▶ _TEXT_:
◇ ◇ ◇

Follow-up Audit on the Transportation of Dangerous Goods

Opening Statement to the Standing Committee on Public Accounts

Follow-up Audit on the Transportation of Dangerous Goods

(Report 1—2020 Fall Reports of the Commissioner of the Environment and Sustainable Development)

5 November 2020

Andrew Hayes
Deputy Auditor General of Canada
and Interim Commissioner of the Environment and Sustainable Development

Madam Chair, thank you for this opportunity to discuss our follow-up report on the transportation of dangerous goods, which was tabled in Parliament on October 27. Joining me today are Kim Leach, the principal responsible for the audit, and Francis Michaud, who was on the audit team.

Dangerous goods are solids, liquids, or gases that when spilled or released have the potential to harm the health of Canadians and other living organisms, property, or the environment. Examples include crude oil and petroleum products, toxic and explosive gases, flammable and infectious substances, radioactive materials, and corrosive chemicals. These goods play a key part in Canada’s economy and society. They are transported throughout Canada by rail, road, ship, air, and pipeline.

Spills and releases of dangerous goods can happen with any mode of transportation, and accidents can have tragic consequences. Therefore, these goods require special precautions to ensure their safe transportation.

It is the job of Transport Canada to monitor and enforce transporters’ compliance with laws and standards that are meant to ensure that dangerous goods are transported safely. It conducts inspections at rail, marine, road, and air facilities and buildings where dangerous goods are manufactured, stored, or received. Another of Transport Canada’s key oversight functions is reviewing and approving emergency response assistance plans prepared by companies transporting dangerous goods.

The Canada Energy Regulator, formerly the National Energy Board, plays a similar role by overseeing federally regulated oil and gas pipelines.

Our recent audit followed up on specific recommendations from the audits focusing on the transportation of dangerous goods that we completed in 2011 and 2015. The audit also focused on whether the organizations followed up with companies that had contravened regulations to ensure the companies returned to compliance, among other things.

Overall, we found that since our 2011 audit, Transport Canada had made some improvements in the areas we followed up on—for example, it strengthened some of its policies, procedures, systems, and guidance. However, Transport Canada has more progress to make to address the problems we identified in order to support the safe transportation of dangerous goods.

We found that the department still had not followed up to ensure that companies addressed the violations identified through inspections. For example, the department had not verified that companies took corrective action on 30% of the violations we looked at. In addition, the department had not given final approval to many emergency response assistance plans. These plans outline what is to be done to respond if dangerous goods that endanger, or could endanger, public safety are released while being handled or transported. These plans must demonstrate that specialized personnel and equipment are available in a timely manner to help first responders, such as firefighters. We found that approximately one quarter of the plans had not received final approval, some of which had interim approval for more than 10 years.

◇ ◇ ◇

▶ _LIST OF TASKS_:
- a) According to the opening statement on dangerous goods, what was the Canada Energy Regulator formerly called?
- b) Please translate this sentence from the opening statement on dangerous goods into French: "These goods play a key part in Canada’s economy and society."
- c) Continue the opening statement on dangerous goods from the point where it stops.
The records that come next are separate material and have no connection to the opening statement on dangerous goods.

◇ ◇ ◇

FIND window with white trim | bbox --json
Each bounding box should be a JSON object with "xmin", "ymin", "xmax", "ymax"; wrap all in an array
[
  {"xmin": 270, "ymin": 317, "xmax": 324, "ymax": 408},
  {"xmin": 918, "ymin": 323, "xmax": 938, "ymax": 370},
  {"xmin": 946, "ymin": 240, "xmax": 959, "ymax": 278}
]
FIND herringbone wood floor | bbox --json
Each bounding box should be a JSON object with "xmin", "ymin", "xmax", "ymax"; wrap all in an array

◇ ◇ ◇

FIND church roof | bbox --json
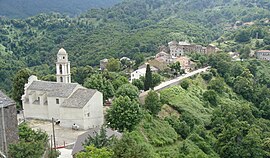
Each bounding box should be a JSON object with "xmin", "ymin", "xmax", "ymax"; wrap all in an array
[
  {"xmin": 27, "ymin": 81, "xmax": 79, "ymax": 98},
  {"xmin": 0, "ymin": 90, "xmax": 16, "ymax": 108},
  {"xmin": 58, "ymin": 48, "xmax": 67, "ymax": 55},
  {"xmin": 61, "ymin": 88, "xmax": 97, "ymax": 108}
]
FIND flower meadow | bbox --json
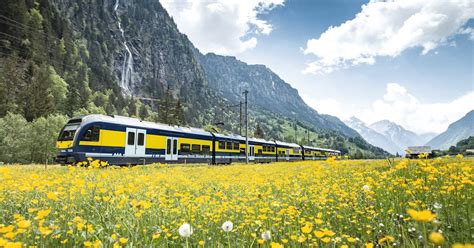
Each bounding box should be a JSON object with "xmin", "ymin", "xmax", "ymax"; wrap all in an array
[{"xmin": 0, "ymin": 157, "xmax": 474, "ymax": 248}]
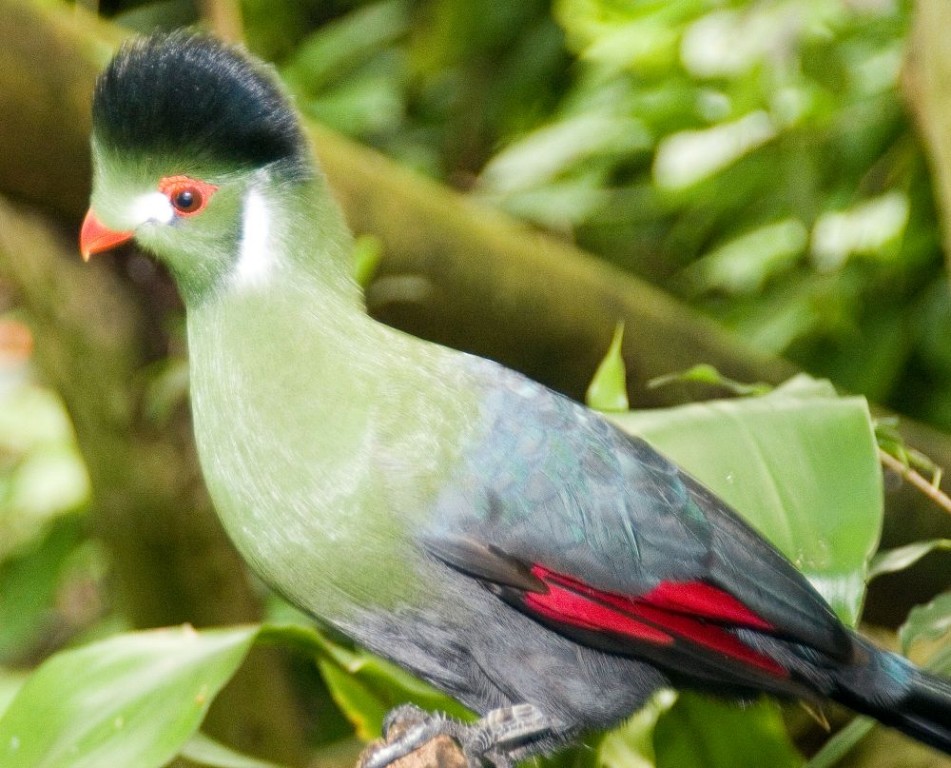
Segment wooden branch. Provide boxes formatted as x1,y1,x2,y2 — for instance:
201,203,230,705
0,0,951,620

◇ ◇ ◇

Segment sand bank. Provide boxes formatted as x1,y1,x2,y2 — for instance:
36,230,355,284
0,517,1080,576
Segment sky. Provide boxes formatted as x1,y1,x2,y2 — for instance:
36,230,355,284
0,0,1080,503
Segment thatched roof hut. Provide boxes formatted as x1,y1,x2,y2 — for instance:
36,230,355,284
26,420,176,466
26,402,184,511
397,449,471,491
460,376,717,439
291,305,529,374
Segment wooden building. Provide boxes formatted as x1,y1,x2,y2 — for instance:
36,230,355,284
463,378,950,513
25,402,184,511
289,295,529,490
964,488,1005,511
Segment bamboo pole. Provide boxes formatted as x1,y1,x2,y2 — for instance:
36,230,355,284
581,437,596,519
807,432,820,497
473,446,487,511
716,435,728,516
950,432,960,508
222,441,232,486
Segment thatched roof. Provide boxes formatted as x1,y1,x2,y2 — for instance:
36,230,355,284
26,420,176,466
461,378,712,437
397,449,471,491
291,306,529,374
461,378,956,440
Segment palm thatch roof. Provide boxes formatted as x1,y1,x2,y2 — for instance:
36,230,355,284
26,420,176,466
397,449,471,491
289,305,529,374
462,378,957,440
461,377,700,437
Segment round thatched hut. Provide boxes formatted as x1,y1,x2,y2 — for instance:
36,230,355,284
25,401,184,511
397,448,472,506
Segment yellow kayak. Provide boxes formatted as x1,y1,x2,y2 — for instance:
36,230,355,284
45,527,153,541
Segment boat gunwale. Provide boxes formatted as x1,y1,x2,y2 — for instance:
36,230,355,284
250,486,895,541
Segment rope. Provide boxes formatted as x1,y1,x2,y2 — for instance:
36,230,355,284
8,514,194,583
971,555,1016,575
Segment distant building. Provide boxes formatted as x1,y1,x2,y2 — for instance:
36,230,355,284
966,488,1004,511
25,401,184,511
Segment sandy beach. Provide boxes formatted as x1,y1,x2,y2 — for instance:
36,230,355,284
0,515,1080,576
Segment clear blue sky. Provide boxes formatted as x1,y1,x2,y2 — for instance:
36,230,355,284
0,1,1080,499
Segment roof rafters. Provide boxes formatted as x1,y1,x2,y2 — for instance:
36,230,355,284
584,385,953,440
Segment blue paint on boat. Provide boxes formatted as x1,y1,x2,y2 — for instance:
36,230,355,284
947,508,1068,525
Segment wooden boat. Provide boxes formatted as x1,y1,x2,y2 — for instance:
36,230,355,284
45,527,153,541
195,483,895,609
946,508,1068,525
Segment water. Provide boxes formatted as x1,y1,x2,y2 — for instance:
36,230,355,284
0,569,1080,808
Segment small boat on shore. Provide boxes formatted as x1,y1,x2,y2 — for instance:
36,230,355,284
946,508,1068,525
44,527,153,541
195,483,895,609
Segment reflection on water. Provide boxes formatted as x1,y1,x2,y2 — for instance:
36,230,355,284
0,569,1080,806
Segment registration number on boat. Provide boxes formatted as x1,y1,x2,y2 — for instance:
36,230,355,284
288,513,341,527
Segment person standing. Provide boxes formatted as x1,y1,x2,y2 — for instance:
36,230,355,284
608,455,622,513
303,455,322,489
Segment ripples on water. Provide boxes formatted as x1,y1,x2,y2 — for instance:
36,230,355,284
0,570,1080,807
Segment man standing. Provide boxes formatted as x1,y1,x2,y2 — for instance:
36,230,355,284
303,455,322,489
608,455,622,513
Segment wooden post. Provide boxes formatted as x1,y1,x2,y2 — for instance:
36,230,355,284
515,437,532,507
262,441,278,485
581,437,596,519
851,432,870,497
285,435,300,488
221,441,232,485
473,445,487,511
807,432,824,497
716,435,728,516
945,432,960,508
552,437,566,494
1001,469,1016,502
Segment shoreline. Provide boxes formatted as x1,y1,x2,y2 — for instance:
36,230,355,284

◇ ◇ ◇

▶ _EXPECTED RESPONSES_:
- a) The National Energy Board.

- b) Ces marchandises jouent un rôle clé dans l’économie et la société du Canada.

- c)
We also found that, although Transport Canada had developed and implemented a national risk-based system to prioritize its inspections, the underlying data was incomplete and outdated. For example, almost one third of the sites included in the national inspection plan for the 2018–19 fiscal year turned out to be closed, had moved, were duplicates, or may no longer have been involved in the transportation of dangerous goods.

In other words, at the time of our audit, Transport Canada did not have a clear picture of the community of companies it regulated or of the compliance status. As this committee knows, data quality has been a common theme in our performance audit reports across government. Good quality data is needed for good quality decisions.

We made 5 recommendations to Transport Canada, and the department agreed with all of them. In its responses, the department included specific timelines.

With respect to pipelines, we found that since 2015, the Canada Energy Regulator had largely implemented the 3 recommendations that we followed up on and improved its oversight of companies that build and operate pipelines. For example, it implemented an information management system to improve the tracking and documenting of its compliance oversight activities, and it improved its follow-ups to ensure that companies took corrective action to address non-compliance. We made some observations and a recommendation for the Canada Energy Regulator to improve the way it documents its analysis of how pipeline approval conditions have been satisfied by companies. The regulator agreed with this recommendation.

Madam Chair, this concludes my opening remarks. We would be pleased to answer any questions the committee may have. Thank you.